### [WHAT YOU NEED TO DO]
Swap "concrete pavement" for "concrete sidewalk" everywhere in the data below and return the lines with nothing else changed.

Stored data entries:
- - - -
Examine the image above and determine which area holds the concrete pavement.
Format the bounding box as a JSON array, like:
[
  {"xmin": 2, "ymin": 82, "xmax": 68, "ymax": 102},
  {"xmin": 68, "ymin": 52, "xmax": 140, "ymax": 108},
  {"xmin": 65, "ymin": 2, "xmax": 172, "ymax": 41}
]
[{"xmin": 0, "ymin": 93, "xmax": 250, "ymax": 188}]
- - - -
### [SOLUTION FOR THIS PROBLEM]
Examine the image above and determine which area holds the concrete sidewalk.
Format the bounding box as a JSON array, like:
[
  {"xmin": 2, "ymin": 82, "xmax": 68, "ymax": 102},
  {"xmin": 68, "ymin": 52, "xmax": 140, "ymax": 108},
  {"xmin": 65, "ymin": 2, "xmax": 172, "ymax": 41}
]
[{"xmin": 0, "ymin": 93, "xmax": 250, "ymax": 188}]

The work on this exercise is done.